* Short task A: In the court opinion on Madison County's at-large election plan, can you extract word for word the part that opens with the words containing "Appeal from the" and closes with "as the Quarterly County Court."?
* Short task B: What comes next in the court opinion on Madison County's at-large election plan? Continue it from the last sentence shown.

* Provided text:
◆ ◆ ◆

Argued February 12, 1974.
Decided April 23, 1974.
William E. Caldwell, Memphis, Tenn., for plaintiffs-appellants; Ratner, Sugarmon Lucas, Memphis, Tenn., Nathaniel R. Jones, New York City, on brief.
Hewitt P. Tomlin, Jr., Waldrop, Hall, Tomlin Farmer, Jackson, Tenn., for defendants-appellees.
Appeal from the United States District Court for the Western District of Tennessee.
Before PHILLIPS, Chief Judge, and WEICK and MILLER, Circuit Judges.
This action was filed by a group of black citizens of Madison County, Tennessee, attacking a plan providing for election from the county at large of all members of the county's governing body, known in Tennessee as the Quarterly County Court.
Approximately 30 per cent of the population of Madison County is black. Plaintiffs assert that the equal protection and voting rights of black citizens guaranteed by the Fourteenth and Fifteenth Amendments are violated because the county-wide plan minimizes and cancels out the voting strength of black citizens, denies them effective representation on the Quarterly County Court and discourages them from voting.
Relying upon Whitcomb v. Chavis, 403 U.S. 124, 91 S.Ct. 1858, 29 L.Ed.2d 363 (1971), the District Court held that plaintiffs had failed to carry their burden of showing any constitutional infirmity in the plan. However, the District Court retained the case until six months after the next Quarterly County Court election. Thereafter the action was dismissed with this recitation: "The Court has not heard from any of the parties concerning the matters involved in this cause, nor have we been otherwise apprised of any reason for keeping this file open." Plaintiffs then filed a motion to reopen the case, which was overruled.
Under Tennessee's local government structure, the county legislative body is the Quarterly County Court. This court is composed of magistrates, also known as justices of the peace. Although the judicial functions formerly exercised by justices of the peace now are vested in the local Courts of General Sessions, the members of the Quarterly Court continue to perform many important functions of local government. In The Redistricting Cases, 111 Tenn. 234, 253, 80 S.W. 750 (1903), the Supreme Court of Tennessee said: "It is quite impossible . . . to speak intelligently of our county organizations without bringing into view the county court, the chief organ in the expression of its political, judicial and municipal life." In the same opinion the court quoted with approval an earlier decision describing Quarterly County Courts as "miniature legislatures." 111 Tenn. at 257, 80 S.W. 750.
Traditionally in Tennessee the magistrates constituting the Quarterly County Court have been elected from the civil districts and not from the county at large. Article VI, § 15 of the 1870 Constitution of Tennessee provides that "[t]here shall be two Justices of the Peace and one constable elected in each district, by the qualified voters . . ." A similar provision was contained in the Constitution of 1834. This traditional method of election by civil districts was followed in Madison County prior to the time the plan now under attack was adopted by resolution of the Quarterly County Court in 1968.
Under the 1968 resolution the county was redistricted into thirteen county districts, the boundaries of each district, for the purpose of voting, being the same as the boundaries of Madison County. As thus reapportioned, the Quarterly County Court consists of 27 members, one from each of the ten civil districts, 13 from the City of Jackson and four from the county at large. All candidates, even though seeking to represent a particular district or the City of Jackson, must make their races before the voters of the entire county.

◆ ◆ ◆

* Information given:

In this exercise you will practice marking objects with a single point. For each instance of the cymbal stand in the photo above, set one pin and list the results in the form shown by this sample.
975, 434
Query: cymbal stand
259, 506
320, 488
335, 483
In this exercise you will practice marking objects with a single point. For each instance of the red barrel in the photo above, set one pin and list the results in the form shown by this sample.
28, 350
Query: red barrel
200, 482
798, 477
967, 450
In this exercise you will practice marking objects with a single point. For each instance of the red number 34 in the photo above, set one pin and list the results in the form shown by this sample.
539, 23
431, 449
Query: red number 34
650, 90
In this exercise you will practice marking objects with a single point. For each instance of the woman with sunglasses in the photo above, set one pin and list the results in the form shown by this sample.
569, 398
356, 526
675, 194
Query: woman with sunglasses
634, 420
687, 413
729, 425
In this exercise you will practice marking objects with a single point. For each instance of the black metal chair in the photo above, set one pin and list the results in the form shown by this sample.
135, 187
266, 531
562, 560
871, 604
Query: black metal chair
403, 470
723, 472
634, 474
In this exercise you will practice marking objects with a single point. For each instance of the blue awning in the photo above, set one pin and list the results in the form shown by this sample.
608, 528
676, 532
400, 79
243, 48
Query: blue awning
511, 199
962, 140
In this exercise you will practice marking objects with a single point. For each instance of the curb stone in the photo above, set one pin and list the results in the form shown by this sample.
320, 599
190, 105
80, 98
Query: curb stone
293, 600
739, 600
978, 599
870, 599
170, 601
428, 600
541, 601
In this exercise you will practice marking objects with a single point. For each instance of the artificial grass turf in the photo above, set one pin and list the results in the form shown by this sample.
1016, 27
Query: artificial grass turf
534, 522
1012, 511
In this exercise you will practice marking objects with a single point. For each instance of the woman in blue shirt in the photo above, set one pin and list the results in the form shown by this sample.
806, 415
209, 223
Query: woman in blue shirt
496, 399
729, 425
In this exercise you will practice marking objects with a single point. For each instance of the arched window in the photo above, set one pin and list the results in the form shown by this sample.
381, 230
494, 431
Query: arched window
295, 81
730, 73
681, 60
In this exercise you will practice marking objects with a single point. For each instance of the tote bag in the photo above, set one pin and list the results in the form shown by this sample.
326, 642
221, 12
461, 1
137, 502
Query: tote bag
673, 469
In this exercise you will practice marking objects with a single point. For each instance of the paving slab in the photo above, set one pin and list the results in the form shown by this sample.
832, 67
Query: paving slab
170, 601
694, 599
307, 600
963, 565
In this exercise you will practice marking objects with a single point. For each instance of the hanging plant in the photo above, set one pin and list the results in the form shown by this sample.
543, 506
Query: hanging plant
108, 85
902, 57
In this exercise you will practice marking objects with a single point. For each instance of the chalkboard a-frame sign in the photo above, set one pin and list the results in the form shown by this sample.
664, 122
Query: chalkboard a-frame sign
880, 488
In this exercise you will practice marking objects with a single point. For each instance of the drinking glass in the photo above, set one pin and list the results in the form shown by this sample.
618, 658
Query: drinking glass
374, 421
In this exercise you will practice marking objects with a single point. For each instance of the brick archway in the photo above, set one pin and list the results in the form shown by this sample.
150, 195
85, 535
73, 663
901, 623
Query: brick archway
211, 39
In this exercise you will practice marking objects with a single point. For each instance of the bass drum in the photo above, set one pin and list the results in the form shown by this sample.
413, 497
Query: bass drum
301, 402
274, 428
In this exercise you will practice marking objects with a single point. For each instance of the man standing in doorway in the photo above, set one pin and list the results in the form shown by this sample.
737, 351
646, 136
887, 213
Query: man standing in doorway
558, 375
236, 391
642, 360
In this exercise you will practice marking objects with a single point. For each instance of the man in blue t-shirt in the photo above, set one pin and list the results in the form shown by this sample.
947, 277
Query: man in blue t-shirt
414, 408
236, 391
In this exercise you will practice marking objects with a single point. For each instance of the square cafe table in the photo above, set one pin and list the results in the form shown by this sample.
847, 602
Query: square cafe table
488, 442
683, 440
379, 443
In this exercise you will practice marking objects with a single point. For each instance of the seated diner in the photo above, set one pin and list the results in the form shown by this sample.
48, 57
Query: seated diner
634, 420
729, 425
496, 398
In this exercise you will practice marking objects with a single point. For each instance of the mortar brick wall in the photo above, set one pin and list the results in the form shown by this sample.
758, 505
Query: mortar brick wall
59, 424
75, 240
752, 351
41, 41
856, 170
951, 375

◆ ◆ ◆

* Exercise answer A:
Appeal from the United States District Court for the Western District of Tennessee.
Before PHILLIPS, Chief Judge, and WEICK and MILLER, Circuit Judges.
This action was filed by a group of black citizens of Madison County, Tennessee, attacking a plan providing for election from the county at large of all members of the county's governing body, known in Tennessee as the Quarterly County Court.

* Exercise answer B:
Appellants complain that a black candidate, residing in a district that is predominately black, must seek election in a county-wide race where the blacks comprise only 30 per cent of the population.
The county contends that the 1968 plan was not adopted for racial motives, but only for the purpose of redistricting the county in accordance with the requirements of the "one-man, one-vote" principle. Avery v. Midland County, 390 U.S. 474, 88 S.Ct. 1114, 20 L.Ed.2d 45 (1968); Reynolds v. Sims, 377 U.S. 533, 84 S.Ct. 1362, 12 L.Ed.2d 506 (1964); Hyden v. Baker, 286 F. Supp. 475 (M.D.Tenn. 1968) (three-judge court). Pursuant to these decisions, the Tennessee Legislature enacted a statute requiring the Quarterly County Courts to reapportion themselves to meet the "one-man, one-vote" principle. Public Acts of 1968, ch. 599.
The District Court said: "While there is no direct evidence that racial considerations were significant in the end result, we must look to other indicia. . . ." This court agrees that the question of the validity of the reapportionment plan must be determined by the end results and practical workings of the at-large system of voting, even if the sponsors of the plan had no racial motives in adopting it.
Among the findings of fact made by the District Court are the following:
"Approximately 30% of the population of Madison County is black according to the 1970 census. In April of 1969, 21,829 whites had registered to vote, and only 6,446 blacks were so registered, less than 23%, and figures indicated that the proportion of black registered voters in the City of Jackson varied little from those in, the County. At this same time, more than 63% of the Madison County registered voters came from the City of Jackson. In February of 1967, prior to the reapportionment in question, more than 25% of the registered voters of Madison County were black, and about the same proportion existed in 1965.
20,838 black, 44,760 white, but fewer of the blacks were of voting age.
Approximately one-third of the population of the City of Jackson in 1970 was black.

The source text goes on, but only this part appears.